- **Your assignment**:
The result should be every line in the data below that carries the string "photo".

Phrase grounding data
******************************

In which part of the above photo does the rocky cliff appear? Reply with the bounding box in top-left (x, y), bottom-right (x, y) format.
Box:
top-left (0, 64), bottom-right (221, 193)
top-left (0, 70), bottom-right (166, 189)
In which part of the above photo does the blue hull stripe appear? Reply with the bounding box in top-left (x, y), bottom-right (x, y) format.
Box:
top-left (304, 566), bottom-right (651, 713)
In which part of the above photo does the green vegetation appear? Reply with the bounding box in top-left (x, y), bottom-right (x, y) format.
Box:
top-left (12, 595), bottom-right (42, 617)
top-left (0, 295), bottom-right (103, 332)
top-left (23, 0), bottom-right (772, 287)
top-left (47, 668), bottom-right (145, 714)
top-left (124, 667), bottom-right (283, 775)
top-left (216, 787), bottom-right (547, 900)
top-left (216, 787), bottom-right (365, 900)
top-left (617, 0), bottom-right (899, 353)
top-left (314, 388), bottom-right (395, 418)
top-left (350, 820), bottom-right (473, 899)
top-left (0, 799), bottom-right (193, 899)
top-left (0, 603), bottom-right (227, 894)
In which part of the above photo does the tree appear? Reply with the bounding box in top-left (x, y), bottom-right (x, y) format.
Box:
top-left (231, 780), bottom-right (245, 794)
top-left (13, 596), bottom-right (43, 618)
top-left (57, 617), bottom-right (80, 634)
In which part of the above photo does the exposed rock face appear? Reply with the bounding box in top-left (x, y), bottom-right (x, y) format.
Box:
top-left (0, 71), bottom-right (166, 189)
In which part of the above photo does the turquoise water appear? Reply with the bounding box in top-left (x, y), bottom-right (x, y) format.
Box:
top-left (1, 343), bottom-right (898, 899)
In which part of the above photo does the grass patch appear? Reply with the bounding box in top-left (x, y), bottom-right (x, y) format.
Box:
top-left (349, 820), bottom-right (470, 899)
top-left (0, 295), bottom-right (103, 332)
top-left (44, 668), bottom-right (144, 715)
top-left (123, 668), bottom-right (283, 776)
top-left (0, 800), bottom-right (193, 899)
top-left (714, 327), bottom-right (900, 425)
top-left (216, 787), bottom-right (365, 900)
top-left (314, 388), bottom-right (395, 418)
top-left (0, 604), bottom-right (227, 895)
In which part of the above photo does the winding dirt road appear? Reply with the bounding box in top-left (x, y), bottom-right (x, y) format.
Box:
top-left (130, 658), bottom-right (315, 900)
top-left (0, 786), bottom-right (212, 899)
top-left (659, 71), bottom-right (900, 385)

******************************

- **Result of the task**:
In which part of the above photo does the rocky cliff appear? Reply with the bounding box in top-left (x, y), bottom-right (x, y) format.
In which part of the above photo does the blue hull stripe appear? Reply with the bounding box in top-left (x, y), bottom-right (x, y) format.
In which part of the above photo does the green vegetation appear? Reply with the bounding box in top-left (x, y), bottom-right (x, y) format.
In which part of the above photo does the tree appear? Reply with the bounding box in top-left (x, y), bottom-right (x, y) format.
In which part of the above photo does the exposed rock face appear? Reply with the bounding box in top-left (x, y), bottom-right (x, y) format.
In which part of the above photo does the turquoise water appear? Reply with the bounding box in top-left (x, y), bottom-right (x, y) format.
In which part of the above photo does the grass patch appear? Reply with the bounding box in top-left (x, y), bottom-right (x, y) format.
In which part of the above photo does the winding dirt road appear? Reply with the bounding box in top-left (x, y), bottom-right (x, y) format.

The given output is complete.